In [1]:
import json
import re
from collections import Counter

# Read JSON
with open("haunted_data.json", "r", encoding="utf-8") as f:
    data = json.load(f)

# Extract all description fields and merge them into one large text
text = " ".join(item.get("description", "") for item in data)

# Clean up the text: remove punctuation, lower caseization
text = re.sub(r"[^a-zA-Z\s]", "", text).lower()

# Split into words
words = text.split()

# Set up stop words
stopwords = set("""
a about above after again against all also am an and any are arent as at be because been before being below between
both but by can cant cannot could couldnt did didnt do does doesnt doing dont down during each even few for from further get
had hadnt has hasnt have havent having he hed hell hes her here heres hers herself him himself his how hows i id
ill im ive if in into is isnt it its itself lets like me more most mustnt my myself no nor not now of off on once one only or
other ought our ours ourselves out over own same shant she shed shell shes should shouldnt so some still such than that
thats the their theirs them themselves then there theres these they theyd theyll theyre theyve this those through
to too under until up very was wasnt we wed well were weve what whats when whens where wheres which while who whos
whom why whys will with wont would wouldnt you youd youll youre youve your yours yourself yourselves
""".split())

## RECORD EXCERPTS
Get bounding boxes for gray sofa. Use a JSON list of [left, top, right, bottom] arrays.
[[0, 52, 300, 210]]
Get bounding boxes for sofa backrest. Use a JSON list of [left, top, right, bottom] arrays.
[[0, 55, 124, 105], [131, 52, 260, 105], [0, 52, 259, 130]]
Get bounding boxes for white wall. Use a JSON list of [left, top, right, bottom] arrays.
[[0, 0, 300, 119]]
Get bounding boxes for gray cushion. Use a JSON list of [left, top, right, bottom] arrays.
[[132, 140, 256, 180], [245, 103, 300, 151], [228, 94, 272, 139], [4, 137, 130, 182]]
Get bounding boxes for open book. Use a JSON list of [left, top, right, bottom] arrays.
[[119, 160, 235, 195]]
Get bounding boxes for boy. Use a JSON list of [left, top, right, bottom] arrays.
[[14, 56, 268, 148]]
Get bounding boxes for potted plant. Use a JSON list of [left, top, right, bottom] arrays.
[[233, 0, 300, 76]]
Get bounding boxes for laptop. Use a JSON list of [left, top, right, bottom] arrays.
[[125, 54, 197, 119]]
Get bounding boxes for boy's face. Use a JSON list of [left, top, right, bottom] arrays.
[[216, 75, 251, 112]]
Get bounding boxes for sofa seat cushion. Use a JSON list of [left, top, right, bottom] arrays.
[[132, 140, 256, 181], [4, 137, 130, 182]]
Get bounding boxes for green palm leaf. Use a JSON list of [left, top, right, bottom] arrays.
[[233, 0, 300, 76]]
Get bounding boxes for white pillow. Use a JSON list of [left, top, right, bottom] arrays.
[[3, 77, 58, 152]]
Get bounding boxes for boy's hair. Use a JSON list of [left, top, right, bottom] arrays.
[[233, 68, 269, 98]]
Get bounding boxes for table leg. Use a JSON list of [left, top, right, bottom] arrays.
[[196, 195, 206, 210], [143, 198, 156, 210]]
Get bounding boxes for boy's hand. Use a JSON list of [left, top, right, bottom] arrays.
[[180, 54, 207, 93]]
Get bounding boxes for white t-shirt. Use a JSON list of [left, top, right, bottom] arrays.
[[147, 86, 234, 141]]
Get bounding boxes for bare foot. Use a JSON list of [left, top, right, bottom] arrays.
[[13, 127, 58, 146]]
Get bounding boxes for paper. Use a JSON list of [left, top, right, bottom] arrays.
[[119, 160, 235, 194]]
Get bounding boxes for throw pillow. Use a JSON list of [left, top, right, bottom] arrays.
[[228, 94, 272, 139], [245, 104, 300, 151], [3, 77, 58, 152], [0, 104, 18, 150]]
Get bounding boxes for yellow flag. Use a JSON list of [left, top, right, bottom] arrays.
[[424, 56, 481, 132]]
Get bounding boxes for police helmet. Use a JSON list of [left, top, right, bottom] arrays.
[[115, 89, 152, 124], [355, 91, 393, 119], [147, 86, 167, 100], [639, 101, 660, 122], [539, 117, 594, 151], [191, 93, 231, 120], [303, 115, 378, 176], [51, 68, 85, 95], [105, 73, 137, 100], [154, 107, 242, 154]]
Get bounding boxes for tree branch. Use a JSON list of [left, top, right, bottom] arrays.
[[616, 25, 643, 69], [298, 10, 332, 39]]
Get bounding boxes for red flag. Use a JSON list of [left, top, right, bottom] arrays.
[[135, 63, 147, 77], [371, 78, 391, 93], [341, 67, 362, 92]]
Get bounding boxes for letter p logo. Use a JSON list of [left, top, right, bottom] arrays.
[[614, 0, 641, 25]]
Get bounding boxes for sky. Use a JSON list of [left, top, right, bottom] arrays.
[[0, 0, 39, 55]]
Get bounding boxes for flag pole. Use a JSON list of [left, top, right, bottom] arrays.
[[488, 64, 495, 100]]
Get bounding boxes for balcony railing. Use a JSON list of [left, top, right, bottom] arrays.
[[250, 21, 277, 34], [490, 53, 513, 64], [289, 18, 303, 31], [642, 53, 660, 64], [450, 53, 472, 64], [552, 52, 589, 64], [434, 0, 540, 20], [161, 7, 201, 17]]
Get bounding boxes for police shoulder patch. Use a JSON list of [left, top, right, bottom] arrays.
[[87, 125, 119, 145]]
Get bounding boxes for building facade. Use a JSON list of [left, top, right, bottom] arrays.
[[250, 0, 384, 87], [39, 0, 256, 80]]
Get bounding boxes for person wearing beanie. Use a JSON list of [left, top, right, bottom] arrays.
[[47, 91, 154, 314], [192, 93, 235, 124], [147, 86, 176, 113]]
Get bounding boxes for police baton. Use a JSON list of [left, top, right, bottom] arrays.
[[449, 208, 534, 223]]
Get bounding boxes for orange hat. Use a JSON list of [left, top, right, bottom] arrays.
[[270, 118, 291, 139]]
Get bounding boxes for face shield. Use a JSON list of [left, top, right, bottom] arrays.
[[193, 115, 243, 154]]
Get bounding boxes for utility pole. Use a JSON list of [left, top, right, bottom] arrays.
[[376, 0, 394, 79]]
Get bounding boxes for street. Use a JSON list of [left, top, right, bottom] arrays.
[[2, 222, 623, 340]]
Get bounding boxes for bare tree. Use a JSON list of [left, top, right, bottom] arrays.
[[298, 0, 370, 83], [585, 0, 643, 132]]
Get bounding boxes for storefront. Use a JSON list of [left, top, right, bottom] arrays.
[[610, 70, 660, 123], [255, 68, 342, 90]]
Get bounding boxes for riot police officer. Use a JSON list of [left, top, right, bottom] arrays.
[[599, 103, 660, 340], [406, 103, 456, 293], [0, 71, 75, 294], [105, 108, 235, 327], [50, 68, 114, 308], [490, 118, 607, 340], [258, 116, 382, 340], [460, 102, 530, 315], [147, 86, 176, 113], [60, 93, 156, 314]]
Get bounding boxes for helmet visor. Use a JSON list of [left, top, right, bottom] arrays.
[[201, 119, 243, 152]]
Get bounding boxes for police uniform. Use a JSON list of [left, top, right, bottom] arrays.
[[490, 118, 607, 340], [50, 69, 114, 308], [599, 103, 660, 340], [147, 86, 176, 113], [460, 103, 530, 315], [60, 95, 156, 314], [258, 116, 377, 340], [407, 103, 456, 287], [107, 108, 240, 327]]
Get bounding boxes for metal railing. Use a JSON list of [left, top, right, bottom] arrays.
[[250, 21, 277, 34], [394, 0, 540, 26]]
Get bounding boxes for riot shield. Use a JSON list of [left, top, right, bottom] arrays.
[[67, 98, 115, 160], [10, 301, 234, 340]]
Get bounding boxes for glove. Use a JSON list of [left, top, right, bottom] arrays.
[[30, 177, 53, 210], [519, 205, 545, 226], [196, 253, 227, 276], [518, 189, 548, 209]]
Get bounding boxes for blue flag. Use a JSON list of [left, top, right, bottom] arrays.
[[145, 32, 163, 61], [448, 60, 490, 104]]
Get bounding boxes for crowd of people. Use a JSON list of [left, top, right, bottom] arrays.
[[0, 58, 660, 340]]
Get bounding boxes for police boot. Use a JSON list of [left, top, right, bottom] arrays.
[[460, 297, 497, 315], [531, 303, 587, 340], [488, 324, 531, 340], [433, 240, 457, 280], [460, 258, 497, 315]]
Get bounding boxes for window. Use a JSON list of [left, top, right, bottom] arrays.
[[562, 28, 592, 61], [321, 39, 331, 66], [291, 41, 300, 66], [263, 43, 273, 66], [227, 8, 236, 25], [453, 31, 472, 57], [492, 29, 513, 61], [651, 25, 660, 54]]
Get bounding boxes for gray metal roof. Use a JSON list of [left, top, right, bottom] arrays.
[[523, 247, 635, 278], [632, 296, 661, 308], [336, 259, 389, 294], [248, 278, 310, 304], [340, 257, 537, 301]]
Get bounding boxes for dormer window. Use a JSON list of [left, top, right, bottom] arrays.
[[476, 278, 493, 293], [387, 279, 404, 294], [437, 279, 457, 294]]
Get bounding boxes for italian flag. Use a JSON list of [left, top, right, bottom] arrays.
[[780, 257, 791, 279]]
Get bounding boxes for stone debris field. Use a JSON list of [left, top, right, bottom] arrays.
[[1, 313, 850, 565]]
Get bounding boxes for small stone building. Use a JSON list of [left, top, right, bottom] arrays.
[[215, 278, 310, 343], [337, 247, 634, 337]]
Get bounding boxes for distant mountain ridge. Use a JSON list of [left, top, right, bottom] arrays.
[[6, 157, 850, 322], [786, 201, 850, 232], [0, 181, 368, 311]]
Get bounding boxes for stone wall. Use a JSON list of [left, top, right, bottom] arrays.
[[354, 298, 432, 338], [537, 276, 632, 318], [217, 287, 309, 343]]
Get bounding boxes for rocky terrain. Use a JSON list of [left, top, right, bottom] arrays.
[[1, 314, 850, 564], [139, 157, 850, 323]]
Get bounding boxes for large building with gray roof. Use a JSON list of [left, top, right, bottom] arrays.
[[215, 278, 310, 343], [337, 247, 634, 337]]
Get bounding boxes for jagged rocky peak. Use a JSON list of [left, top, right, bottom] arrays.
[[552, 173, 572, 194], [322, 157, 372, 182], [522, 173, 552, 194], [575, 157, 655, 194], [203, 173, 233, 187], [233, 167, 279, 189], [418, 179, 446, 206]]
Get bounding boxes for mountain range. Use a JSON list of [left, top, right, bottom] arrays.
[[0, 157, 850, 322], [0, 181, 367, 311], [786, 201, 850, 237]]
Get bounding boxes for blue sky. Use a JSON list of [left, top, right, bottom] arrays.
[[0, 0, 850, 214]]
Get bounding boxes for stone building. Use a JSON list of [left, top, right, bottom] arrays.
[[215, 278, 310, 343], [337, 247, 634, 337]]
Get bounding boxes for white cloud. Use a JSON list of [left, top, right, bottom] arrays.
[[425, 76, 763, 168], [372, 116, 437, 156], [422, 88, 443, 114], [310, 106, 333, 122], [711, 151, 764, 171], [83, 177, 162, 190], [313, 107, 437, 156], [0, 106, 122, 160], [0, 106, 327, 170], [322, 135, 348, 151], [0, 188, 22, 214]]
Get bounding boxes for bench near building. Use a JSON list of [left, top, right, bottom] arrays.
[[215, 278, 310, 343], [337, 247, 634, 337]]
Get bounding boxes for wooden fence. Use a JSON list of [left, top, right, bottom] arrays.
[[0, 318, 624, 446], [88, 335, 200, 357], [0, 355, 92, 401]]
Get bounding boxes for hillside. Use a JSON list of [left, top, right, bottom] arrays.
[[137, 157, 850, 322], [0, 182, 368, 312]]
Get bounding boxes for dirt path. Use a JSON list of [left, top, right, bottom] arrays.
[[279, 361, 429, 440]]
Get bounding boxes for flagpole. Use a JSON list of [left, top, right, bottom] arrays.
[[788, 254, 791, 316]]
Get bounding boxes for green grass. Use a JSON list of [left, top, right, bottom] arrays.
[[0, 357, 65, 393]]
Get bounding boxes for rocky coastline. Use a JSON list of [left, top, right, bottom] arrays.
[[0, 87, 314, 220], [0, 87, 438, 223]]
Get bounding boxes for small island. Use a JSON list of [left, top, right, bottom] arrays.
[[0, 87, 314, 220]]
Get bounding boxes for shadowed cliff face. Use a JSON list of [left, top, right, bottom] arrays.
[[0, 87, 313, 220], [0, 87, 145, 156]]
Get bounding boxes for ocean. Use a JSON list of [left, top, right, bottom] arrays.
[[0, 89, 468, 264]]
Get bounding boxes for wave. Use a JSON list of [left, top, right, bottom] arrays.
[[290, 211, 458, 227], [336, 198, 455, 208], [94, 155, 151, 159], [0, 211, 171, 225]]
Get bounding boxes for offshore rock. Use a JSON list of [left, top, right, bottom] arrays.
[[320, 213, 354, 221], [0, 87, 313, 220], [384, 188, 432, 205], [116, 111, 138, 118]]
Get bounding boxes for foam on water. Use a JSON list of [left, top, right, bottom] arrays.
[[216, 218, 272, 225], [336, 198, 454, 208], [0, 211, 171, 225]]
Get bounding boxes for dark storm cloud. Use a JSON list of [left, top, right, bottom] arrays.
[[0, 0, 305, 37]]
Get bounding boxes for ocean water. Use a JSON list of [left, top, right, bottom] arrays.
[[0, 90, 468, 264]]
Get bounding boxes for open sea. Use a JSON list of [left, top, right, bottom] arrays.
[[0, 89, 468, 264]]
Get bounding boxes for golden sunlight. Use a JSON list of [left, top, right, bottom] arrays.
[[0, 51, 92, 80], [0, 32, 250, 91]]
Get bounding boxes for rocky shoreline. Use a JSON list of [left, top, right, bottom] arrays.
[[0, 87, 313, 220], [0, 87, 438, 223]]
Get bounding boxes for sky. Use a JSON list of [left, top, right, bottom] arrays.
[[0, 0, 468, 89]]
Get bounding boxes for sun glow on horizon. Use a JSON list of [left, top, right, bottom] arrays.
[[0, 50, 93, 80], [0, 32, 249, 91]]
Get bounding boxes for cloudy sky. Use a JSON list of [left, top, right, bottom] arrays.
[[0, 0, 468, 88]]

## SET EXERCISE A
Put this comment from the word-frequency code into Spanish: "Extract all description fields and merge them into one large text."
## SET EXERCISE B
Pick up the word-frequency code after the line that closes its stop-word set and carry it on.

## RESPONSE A
Extrae todos los campos de descripción y combínalos en un solo texto grande.

## RESPONSE B
# Filtering: remove stop words + too short words
filtered_words = [word for word in words if word not in stopwords and len(word) > 2]

# Count word frequency
counter = Counter(filtered_words)

# Top 100 high-frequency words
top_words = counter.most_common(100)

# Convert to D3 word cloud format
wordcloud_data = [{"text": word, "size": freq * 2} for word, freq in top_words]

# Write JSON file
with open("wordcloud_data.json", "w", encoding="utf-8") as f:
    json.dump(wordcloud_data, f, indent=2)

print("Clean word cloud data has been generated：wordcloud.json")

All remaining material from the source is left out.